**Material for the task**
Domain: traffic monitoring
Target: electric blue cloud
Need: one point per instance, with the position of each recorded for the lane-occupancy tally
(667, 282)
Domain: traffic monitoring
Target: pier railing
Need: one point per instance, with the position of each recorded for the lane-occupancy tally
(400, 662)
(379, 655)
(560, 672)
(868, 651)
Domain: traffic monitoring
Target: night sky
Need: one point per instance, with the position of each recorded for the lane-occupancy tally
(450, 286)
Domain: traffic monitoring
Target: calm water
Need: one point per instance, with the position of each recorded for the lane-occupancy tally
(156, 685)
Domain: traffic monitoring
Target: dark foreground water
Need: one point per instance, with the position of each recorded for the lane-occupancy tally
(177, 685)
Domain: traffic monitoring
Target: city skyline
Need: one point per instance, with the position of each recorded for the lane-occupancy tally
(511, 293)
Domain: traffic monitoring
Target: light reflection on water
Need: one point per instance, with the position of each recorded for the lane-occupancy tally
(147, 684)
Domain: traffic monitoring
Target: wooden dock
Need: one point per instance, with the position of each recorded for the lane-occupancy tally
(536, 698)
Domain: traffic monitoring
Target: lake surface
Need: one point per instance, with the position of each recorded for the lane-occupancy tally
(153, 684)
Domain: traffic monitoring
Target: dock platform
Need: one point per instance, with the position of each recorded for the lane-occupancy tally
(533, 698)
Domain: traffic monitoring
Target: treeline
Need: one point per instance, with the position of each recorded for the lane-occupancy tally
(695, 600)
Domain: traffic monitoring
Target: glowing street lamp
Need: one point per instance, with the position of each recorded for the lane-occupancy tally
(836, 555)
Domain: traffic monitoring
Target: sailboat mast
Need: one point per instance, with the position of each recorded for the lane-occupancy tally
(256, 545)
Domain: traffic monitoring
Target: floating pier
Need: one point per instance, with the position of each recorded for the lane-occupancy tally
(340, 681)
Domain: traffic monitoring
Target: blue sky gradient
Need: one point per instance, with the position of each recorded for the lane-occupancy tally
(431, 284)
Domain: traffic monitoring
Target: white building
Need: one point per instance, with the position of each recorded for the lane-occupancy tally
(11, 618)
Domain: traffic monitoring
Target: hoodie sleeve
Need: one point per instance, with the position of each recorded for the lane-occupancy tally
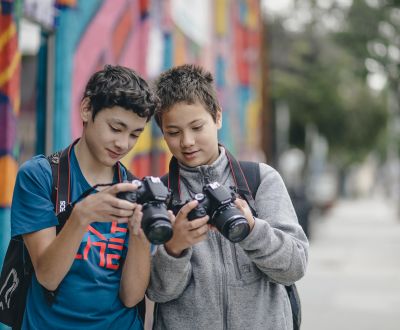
(169, 275)
(277, 244)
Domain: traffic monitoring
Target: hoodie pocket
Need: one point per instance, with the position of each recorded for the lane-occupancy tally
(245, 270)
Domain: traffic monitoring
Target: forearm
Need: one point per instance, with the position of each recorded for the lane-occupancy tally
(136, 271)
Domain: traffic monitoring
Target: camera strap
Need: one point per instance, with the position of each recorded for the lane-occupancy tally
(246, 185)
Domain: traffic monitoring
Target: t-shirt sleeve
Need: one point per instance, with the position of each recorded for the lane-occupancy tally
(32, 208)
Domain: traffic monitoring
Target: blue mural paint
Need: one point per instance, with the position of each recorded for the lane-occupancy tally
(72, 24)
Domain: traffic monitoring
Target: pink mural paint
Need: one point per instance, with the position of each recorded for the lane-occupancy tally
(93, 48)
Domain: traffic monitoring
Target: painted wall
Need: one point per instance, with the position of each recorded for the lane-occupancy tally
(9, 108)
(148, 36)
(151, 36)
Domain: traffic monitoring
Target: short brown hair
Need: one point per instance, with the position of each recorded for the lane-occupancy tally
(187, 83)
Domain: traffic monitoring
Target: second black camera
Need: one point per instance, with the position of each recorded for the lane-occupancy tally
(153, 195)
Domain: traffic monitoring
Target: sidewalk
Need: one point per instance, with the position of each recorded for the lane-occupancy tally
(353, 278)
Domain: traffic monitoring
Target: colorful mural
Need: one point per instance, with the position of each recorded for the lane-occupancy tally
(151, 36)
(148, 36)
(9, 107)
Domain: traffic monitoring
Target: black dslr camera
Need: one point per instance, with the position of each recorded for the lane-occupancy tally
(153, 195)
(217, 202)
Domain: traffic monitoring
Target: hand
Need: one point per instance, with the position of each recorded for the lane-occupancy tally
(244, 208)
(104, 206)
(186, 233)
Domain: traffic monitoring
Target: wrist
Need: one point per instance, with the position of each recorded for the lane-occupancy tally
(174, 252)
(79, 218)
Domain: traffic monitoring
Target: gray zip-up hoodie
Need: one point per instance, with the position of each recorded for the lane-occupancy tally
(216, 284)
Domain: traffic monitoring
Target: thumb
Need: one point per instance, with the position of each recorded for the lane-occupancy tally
(171, 217)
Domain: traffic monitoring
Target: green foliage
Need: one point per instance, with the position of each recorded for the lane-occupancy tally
(322, 76)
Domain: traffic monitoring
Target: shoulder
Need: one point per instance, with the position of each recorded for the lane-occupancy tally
(37, 167)
(267, 171)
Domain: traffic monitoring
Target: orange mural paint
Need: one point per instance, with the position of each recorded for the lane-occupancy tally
(8, 170)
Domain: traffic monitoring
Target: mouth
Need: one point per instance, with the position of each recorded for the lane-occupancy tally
(190, 154)
(113, 154)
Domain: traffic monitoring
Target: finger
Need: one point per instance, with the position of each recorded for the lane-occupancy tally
(122, 203)
(183, 212)
(171, 217)
(200, 231)
(121, 213)
(137, 220)
(121, 187)
(196, 223)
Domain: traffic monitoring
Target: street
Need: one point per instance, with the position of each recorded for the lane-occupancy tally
(353, 277)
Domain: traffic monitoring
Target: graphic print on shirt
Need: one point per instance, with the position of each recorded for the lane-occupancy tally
(109, 245)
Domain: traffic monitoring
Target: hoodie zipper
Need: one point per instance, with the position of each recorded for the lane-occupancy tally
(224, 287)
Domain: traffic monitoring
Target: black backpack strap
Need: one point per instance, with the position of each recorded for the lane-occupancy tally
(61, 191)
(247, 179)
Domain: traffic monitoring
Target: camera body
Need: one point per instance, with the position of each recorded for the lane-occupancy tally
(153, 195)
(217, 202)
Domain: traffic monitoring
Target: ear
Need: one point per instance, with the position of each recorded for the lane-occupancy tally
(85, 110)
(218, 119)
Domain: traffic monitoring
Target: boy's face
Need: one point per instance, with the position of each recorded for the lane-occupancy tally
(191, 133)
(112, 134)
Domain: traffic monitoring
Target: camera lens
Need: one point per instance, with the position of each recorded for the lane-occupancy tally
(159, 232)
(155, 223)
(232, 224)
(238, 230)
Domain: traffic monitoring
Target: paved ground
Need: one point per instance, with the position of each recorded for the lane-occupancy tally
(353, 279)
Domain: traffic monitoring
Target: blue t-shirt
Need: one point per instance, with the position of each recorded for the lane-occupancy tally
(88, 296)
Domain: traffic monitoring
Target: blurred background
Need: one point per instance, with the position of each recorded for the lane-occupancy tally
(310, 87)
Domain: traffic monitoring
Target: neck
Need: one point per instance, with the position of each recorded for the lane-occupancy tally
(93, 171)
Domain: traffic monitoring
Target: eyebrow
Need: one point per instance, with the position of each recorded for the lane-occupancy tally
(192, 122)
(118, 122)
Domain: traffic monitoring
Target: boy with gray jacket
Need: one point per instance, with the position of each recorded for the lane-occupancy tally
(200, 279)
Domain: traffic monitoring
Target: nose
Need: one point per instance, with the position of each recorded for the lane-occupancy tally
(122, 142)
(187, 140)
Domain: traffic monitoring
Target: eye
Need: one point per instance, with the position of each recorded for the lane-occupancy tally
(114, 129)
(197, 128)
(173, 133)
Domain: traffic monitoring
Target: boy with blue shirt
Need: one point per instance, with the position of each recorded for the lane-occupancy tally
(99, 263)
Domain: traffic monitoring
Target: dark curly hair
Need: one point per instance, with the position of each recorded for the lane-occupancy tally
(120, 86)
(187, 83)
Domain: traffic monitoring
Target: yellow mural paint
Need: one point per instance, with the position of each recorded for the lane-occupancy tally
(8, 170)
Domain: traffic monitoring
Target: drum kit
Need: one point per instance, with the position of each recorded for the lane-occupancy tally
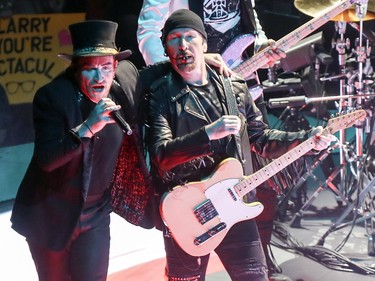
(355, 80)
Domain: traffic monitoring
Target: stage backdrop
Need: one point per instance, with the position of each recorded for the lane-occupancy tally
(29, 45)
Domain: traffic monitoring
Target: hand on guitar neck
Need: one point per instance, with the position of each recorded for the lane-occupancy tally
(273, 54)
(322, 139)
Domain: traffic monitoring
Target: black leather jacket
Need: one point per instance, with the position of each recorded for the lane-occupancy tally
(180, 149)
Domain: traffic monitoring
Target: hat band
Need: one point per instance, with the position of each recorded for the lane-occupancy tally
(95, 50)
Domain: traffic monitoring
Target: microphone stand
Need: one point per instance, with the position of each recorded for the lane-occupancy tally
(342, 45)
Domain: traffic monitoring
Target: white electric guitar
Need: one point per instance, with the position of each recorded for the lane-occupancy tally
(233, 54)
(200, 214)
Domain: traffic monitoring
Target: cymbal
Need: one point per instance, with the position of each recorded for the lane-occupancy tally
(314, 8)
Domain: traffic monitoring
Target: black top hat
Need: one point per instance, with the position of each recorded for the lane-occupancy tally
(94, 38)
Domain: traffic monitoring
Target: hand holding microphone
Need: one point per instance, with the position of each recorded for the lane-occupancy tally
(106, 111)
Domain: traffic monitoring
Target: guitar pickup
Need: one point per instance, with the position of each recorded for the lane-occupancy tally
(205, 211)
(210, 233)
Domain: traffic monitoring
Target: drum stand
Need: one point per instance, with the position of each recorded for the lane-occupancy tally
(356, 206)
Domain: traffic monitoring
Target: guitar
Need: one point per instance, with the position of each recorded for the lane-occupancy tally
(200, 214)
(232, 55)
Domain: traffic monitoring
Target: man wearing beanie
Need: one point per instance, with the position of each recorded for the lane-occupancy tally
(202, 130)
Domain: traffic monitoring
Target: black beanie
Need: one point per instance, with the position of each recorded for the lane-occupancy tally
(183, 18)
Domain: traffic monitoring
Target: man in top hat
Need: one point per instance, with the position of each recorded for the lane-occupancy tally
(196, 120)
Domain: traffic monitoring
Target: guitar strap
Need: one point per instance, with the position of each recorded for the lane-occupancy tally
(250, 12)
(243, 154)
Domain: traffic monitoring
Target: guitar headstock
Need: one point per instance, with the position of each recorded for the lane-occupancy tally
(344, 121)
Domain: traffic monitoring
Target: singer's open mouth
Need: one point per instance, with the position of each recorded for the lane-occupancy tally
(98, 87)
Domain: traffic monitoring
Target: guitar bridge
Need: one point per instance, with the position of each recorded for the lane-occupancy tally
(205, 211)
(210, 233)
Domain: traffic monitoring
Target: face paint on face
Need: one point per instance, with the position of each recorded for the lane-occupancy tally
(95, 76)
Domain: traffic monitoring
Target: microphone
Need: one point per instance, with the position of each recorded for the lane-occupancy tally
(123, 124)
(290, 101)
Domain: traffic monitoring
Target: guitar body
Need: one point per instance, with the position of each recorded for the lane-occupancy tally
(183, 207)
(200, 214)
(232, 55)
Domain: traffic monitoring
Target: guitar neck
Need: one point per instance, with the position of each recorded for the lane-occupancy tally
(257, 178)
(252, 64)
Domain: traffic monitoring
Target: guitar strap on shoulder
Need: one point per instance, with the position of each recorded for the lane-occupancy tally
(250, 12)
(243, 154)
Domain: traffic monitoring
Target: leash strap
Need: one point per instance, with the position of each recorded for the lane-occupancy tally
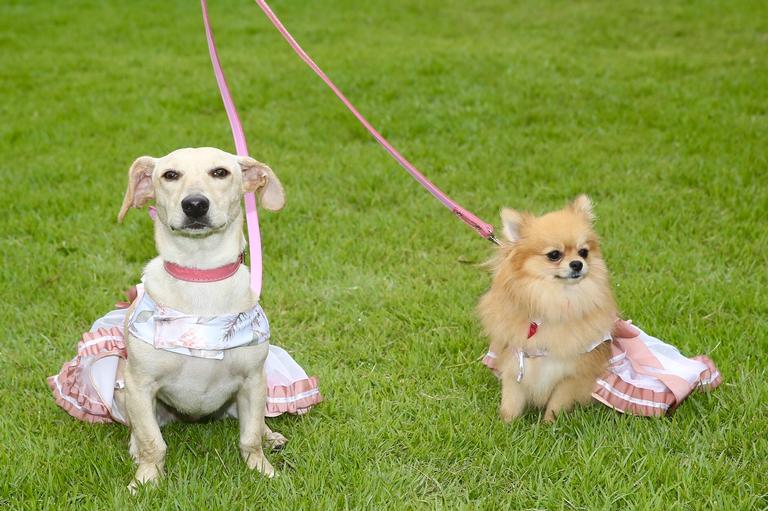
(251, 214)
(482, 228)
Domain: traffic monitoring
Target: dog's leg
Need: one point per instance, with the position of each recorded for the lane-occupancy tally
(512, 396)
(251, 404)
(147, 445)
(567, 393)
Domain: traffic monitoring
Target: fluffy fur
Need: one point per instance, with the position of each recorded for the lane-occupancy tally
(575, 308)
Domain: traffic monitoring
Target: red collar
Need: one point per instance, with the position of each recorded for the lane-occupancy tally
(197, 275)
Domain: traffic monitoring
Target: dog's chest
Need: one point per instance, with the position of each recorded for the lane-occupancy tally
(542, 374)
(198, 387)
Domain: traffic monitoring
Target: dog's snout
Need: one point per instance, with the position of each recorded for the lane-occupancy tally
(195, 206)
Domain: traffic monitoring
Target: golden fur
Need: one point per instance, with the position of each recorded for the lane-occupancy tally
(574, 311)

**Work request**
In the records above, how many lines contain the string "body"? Reply with the number only.

**The answer**
2